## Work to complete
Swap "animal-count log" for "field survey log" everywhere in the listing below and write the listing out again with nothing else changed. Leave the pictures out.

Recorded data:
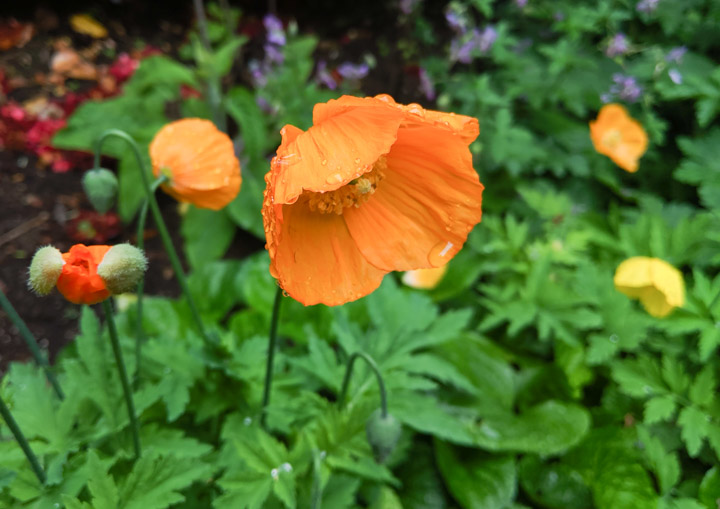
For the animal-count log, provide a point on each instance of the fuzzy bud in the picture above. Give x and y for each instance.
(45, 270)
(383, 434)
(101, 187)
(122, 268)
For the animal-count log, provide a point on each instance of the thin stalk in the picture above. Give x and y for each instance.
(159, 222)
(348, 373)
(272, 339)
(213, 82)
(22, 441)
(115, 341)
(140, 242)
(30, 342)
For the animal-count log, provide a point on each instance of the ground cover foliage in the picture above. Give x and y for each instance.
(523, 379)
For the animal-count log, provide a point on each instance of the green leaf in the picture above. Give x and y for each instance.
(477, 479)
(155, 482)
(694, 428)
(207, 235)
(548, 428)
(659, 408)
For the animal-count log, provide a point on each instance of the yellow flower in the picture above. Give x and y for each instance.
(658, 285)
(424, 279)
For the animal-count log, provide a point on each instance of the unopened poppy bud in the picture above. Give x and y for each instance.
(122, 267)
(45, 269)
(383, 434)
(101, 188)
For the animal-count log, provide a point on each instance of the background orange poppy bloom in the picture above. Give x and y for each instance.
(199, 161)
(618, 136)
(79, 281)
(371, 187)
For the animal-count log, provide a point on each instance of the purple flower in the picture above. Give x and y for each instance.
(675, 55)
(407, 6)
(426, 85)
(353, 71)
(647, 6)
(626, 88)
(457, 20)
(486, 39)
(619, 45)
(675, 76)
(323, 76)
(275, 32)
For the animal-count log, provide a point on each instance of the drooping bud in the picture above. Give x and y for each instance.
(383, 434)
(122, 267)
(101, 187)
(45, 269)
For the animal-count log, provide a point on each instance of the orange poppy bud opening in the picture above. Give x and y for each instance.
(372, 187)
(199, 161)
(618, 136)
(79, 281)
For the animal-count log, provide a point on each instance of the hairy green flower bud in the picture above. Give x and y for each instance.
(101, 187)
(122, 267)
(383, 434)
(45, 270)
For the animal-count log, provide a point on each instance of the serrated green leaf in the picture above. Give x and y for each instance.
(477, 479)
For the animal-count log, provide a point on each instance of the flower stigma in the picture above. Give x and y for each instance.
(353, 194)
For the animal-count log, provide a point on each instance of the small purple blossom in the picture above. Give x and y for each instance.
(626, 88)
(426, 84)
(675, 55)
(675, 76)
(407, 6)
(647, 6)
(457, 20)
(323, 76)
(274, 28)
(619, 45)
(353, 71)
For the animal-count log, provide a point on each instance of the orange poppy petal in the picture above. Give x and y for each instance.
(466, 127)
(423, 210)
(316, 260)
(341, 147)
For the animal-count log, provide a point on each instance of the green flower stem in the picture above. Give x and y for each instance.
(115, 341)
(213, 83)
(348, 373)
(140, 242)
(30, 342)
(22, 441)
(272, 339)
(159, 222)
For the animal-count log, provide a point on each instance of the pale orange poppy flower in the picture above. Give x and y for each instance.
(199, 161)
(619, 136)
(372, 187)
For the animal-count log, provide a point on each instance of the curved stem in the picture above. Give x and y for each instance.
(272, 339)
(114, 340)
(22, 441)
(140, 242)
(348, 373)
(30, 342)
(159, 222)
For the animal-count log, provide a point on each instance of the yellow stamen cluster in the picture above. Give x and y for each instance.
(353, 194)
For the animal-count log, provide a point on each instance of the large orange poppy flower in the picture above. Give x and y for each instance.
(199, 161)
(618, 136)
(373, 186)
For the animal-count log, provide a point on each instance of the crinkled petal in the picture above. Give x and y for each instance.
(343, 145)
(316, 260)
(424, 209)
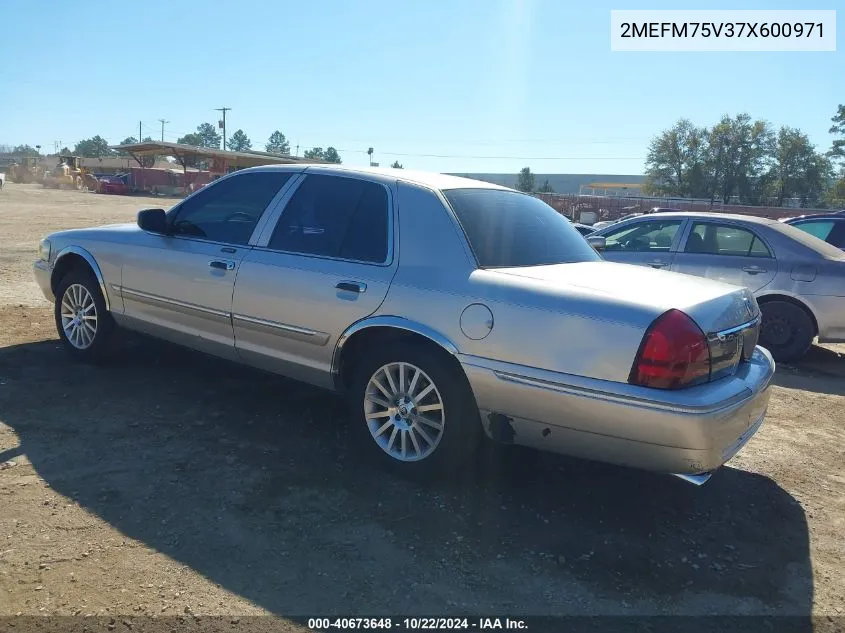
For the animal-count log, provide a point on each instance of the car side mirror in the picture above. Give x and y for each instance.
(598, 242)
(153, 220)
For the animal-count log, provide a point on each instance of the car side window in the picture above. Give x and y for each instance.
(654, 236)
(228, 210)
(820, 228)
(724, 239)
(332, 216)
(837, 235)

## Result of the task
For the field survey log, provide a point on each instance of the fuzzy bud in the picture above. Give x and y for each instance.
(45, 270)
(383, 434)
(101, 187)
(122, 268)
For the field survey log, provide a point on each instance of the thin stalk in the picture above. Give x and y for each instance.
(159, 222)
(348, 373)
(272, 339)
(213, 82)
(22, 441)
(115, 341)
(140, 242)
(30, 342)
For the field survey log, provide a point on each instance of the ground cover foliage in the picture above. Give x and y for each instance.
(523, 379)
For the field survey log, provide a point on each instance of the green leaf in the picture above. Give x and y for each instance.
(477, 479)
(155, 482)
(694, 428)
(207, 235)
(548, 428)
(659, 408)
For the field survey log, provide a point on each instance of the yellow flower in the picture above. Give x and y for each instance.
(658, 285)
(424, 279)
For the field survey log, provide a point on each instance of the unopened poppy bud in the picture above. Give x and y for each instance.
(122, 267)
(45, 269)
(383, 434)
(101, 188)
For the field survey log, provide a point on each instance of the background orange poppy bloom in the picture above. Give x and y for each instance.
(199, 161)
(618, 136)
(79, 281)
(371, 187)
For the field survey log, provide a point on each instance of the purple flower in the picture above. Give x and y for each instance.
(675, 55)
(407, 6)
(426, 85)
(353, 71)
(647, 6)
(626, 88)
(457, 20)
(486, 39)
(619, 45)
(675, 76)
(323, 76)
(275, 32)
For the field survey log, provide a point on each instance of the drooping bud in the picture above. Give x and y for each instance.
(383, 434)
(122, 267)
(101, 187)
(45, 269)
For the field survey log, provide a point on each instance of the orange poppy bud opening in the picture above. Give x and y for each instance.
(372, 187)
(199, 161)
(618, 136)
(79, 281)
For the field survey log, provide a point on each instance of the hairy green flower bud in the picture above. Give x and y for each instance.
(101, 187)
(122, 267)
(383, 434)
(45, 270)
For the field survey log, provide a point on each instance of the serrated green leaf in the picture above. Give x and y for each instance.
(477, 479)
For the field survey log, provide a point on each instance of the flower stigma in the picture above. Give x and y for each instance.
(353, 194)
For the field survey log, provide a point on each instance of the small purple blossom in the picture above. Give x and y for each instance.
(626, 88)
(426, 84)
(675, 55)
(675, 76)
(407, 6)
(647, 6)
(457, 20)
(323, 76)
(274, 28)
(619, 45)
(353, 71)
For the field survey log, provide a point on each instance of the orange poppy petal in the picture above. Give x and y for each instance.
(466, 127)
(423, 210)
(316, 260)
(341, 147)
For the field survey log, provide a point on each instance of the green flower stem in the picture above. Give x and y for each instance.
(115, 341)
(213, 83)
(348, 373)
(140, 242)
(30, 342)
(22, 441)
(272, 339)
(159, 222)
For the field survey log, provide a point on each instance of the pale orange poppy flower in the picture above. Give x and y for each instance.
(199, 161)
(619, 136)
(372, 187)
For the field survey log, provide a point on each instance of the curved stem in the picture above. Give x and y for each instance.
(272, 339)
(114, 340)
(22, 441)
(140, 242)
(348, 373)
(30, 342)
(159, 222)
For the field survey log, provide a point on each instance of the yellow stamen cluster in the picture above. Give x and y for each instance.
(353, 194)
For the field survey log, provide a point on each instance of the large orange poppy flower in the picture above. Give x and y for each instance.
(199, 161)
(618, 136)
(373, 186)
For the field survey log, provide a point on each instance of the crinkled petal in the picture above. Give x and y for each instance.
(343, 145)
(316, 260)
(424, 209)
For the field survey log, provide a point on each instance of the car side mirror in the picture above. Give x and y for each instance.
(598, 242)
(153, 220)
For the field survey log, provide a point on each instance of the car side window in the picture above. Give x and y for each instance.
(654, 236)
(228, 210)
(820, 228)
(724, 239)
(332, 216)
(837, 235)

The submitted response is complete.